Source text:
+ + +
2.Unrealistic schedule - if too much work crammed in too little time, problems are inevitable.
3.Inadequate testing - no one will know whether or not the program is any good until the customer complains or the system crashes.
4.Miscommunication - if developers don't know what's needed or customers have erroneous expectations, problems are guaranteed.
5.Changing requirements – Customer without understanding impact of a change on software may request frequent changes. Frequent Changes directly affect the timelines of the project. Ultimately it is testing which takes least priority.
6.Assumptions and complacency – often projects make assumptions on key design or architectural issues that may prove costly in the end.

2. What is Testing?
“Testing is an activity in which a system or component is executed under specified conditions; the results are observed and recorded and an evaluation is made of some aspect of the system or component
· “ - IEEE
*Executing a system or component is known as dynamic testing.
*Review, inspection and verification of documents (Requirements, design documents Test Plans etc.), code and other work products of software is known as static testing.
*Static testing is found to be the most effective and efficient way of testing.
*Successful testing of software demands both dynamic and static testing.
*Measurements show that a defect discovered during design that costs $1 to rectify at that stage will cost $1,000 to repair in production. This clearly points out the advantage of early testing.
*Testing should start with small measurable units of code, gradually progress towards testing integrated components of the applications and finally be completed with testing at the application level.
+ + +
Entries provided:
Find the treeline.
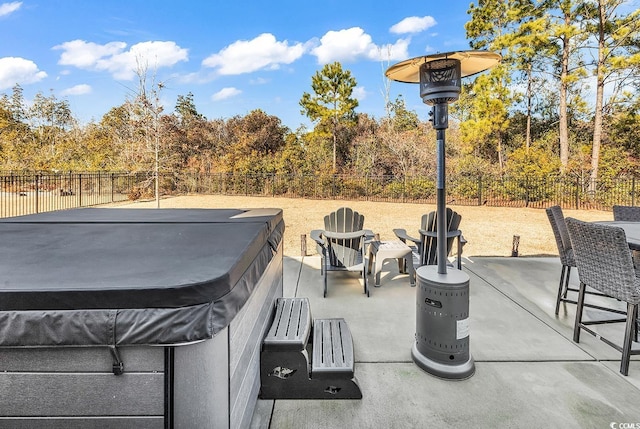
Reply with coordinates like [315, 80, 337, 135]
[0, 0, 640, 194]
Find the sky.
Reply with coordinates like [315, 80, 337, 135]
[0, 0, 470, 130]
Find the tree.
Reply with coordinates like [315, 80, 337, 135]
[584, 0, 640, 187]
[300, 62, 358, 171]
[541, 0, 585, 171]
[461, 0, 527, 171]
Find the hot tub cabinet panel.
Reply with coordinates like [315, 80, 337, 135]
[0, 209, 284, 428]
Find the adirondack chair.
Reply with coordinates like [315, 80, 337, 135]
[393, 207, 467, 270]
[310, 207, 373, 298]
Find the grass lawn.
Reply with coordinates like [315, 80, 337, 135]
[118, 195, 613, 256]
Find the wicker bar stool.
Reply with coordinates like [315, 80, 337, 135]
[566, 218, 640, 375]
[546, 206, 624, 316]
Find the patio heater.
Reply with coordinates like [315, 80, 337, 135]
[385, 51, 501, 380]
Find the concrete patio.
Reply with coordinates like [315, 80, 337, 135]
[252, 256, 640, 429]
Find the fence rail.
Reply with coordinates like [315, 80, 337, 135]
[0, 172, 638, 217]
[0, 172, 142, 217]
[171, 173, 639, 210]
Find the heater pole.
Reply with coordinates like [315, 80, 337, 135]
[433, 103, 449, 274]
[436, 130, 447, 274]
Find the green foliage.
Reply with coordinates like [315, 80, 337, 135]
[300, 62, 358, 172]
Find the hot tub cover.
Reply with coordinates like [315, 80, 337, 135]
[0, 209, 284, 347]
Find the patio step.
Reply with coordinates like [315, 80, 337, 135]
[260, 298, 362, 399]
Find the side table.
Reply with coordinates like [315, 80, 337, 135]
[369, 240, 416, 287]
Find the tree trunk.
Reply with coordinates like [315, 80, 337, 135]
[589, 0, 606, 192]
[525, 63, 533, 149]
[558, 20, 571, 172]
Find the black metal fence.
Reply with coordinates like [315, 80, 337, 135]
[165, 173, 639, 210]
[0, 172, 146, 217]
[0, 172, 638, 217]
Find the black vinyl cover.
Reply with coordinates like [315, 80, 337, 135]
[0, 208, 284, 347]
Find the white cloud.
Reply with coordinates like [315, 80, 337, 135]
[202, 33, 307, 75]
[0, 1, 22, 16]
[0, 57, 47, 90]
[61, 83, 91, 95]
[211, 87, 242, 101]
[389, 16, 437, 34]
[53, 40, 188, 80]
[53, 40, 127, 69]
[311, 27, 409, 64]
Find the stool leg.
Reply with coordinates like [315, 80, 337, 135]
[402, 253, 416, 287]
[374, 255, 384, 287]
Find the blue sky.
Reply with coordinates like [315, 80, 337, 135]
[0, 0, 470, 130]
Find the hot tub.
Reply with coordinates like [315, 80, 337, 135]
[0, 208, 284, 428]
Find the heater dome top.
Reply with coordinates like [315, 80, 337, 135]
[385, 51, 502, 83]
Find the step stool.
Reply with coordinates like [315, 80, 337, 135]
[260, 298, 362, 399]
+ + +
Tasks for this exercise:
A) Repeat the passage on software testing from "3.Inadequate testing - no" up to and including "What is Testing?".
B) Give the entries from their start up to and including the line with "[0, 208, 284, 347]" as a JSON list of strings, one per line, with blank lines and pictures left out.
The passage on software testing and the entries are unrelated to each other.

Responses to the tasks:
A)
3.Inadequate testing - no one will know whether or not the program is any good until the customer complains or the system crashes.
4.Miscommunication - if developers don't know what's needed or customers have erroneous expectations, problems are guaranteed.
5.Changing requirements – Customer without understanding impact of a change on software may request frequent changes. Frequent Changes directly affect the timelines of the project. Ultimately it is testing which takes least priority.
6.Assumptions and complacency – often projects make assumptions on key design or architectural issues that may prove costly in the end.

2. What is Testing?

B)
[
  "Find the treeline.",
  "Reply with coordinates like [315, 80, 337, 135]",
  "[0, 0, 640, 194]",
  "Find the sky.",
  "Reply with coordinates like [315, 80, 337, 135]",
  "[0, 0, 470, 130]",
  "Find the tree.",
  "Reply with coordinates like [315, 80, 337, 135]",
  "[584, 0, 640, 187]",
  "[300, 62, 358, 171]",
  "[541, 0, 585, 171]",
  "[461, 0, 527, 171]",
  "Find the hot tub cabinet panel.",
  "Reply with coordinates like [315, 80, 337, 135]",
  "[0, 209, 284, 428]",
  "Find the adirondack chair.",
  "Reply with coordinates like [315, 80, 337, 135]",
  "[393, 207, 467, 270]",
  "[310, 207, 373, 298]",
  "Find the grass lawn.",
  "Reply with coordinates like [315, 80, 337, 135]",
  "[118, 195, 613, 256]",
  "Find the wicker bar stool.",
  "Reply with coordinates like [315, 80, 337, 135]",
  "[566, 218, 640, 375]",
  "[546, 206, 624, 316]",
  "Find the patio heater.",
  "Reply with coordinates like [315, 80, 337, 135]",
  "[385, 51, 501, 380]",
  "Find the concrete patio.",
  "Reply with coordinates like [315, 80, 337, 135]",
  "[252, 256, 640, 429]",
  "Find the fence rail.",
  "Reply with coordinates like [315, 80, 337, 135]",
  "[0, 172, 638, 217]",
  "[0, 172, 142, 217]",
  "[171, 173, 639, 210]",
  "Find the heater pole.",
  "Reply with coordinates like [315, 80, 337, 135]",
  "[433, 103, 449, 274]",
  "[436, 130, 447, 274]",
  "Find the green foliage.",
  "Reply with coordinates like [315, 80, 337, 135]",
  "[300, 62, 358, 172]",
  "Find the hot tub cover.",
  "Reply with coordinates like [315, 80, 337, 135]",
  "[0, 209, 284, 347]",
  "Find the patio step.",
  "Reply with coordinates like [315, 80, 337, 135]",
  "[260, 298, 362, 399]",
  "Find the side table.",
  "Reply with coordinates like [315, 80, 337, 135]",
  "[369, 240, 416, 287]",
  "Find the tree trunk.",
  "Reply with coordinates like [315, 80, 337, 135]",
  "[589, 0, 606, 192]",
  "[525, 63, 533, 149]",
  "[558, 20, 571, 172]",
  "Find the black metal fence.",
  "Reply with coordinates like [315, 80, 337, 135]",
  "[165, 173, 639, 210]",
  "[0, 172, 146, 217]",
  "[0, 172, 638, 217]",
  "Find the black vinyl cover.",
  "Reply with coordinates like [315, 80, 337, 135]",
  "[0, 208, 284, 347]"
]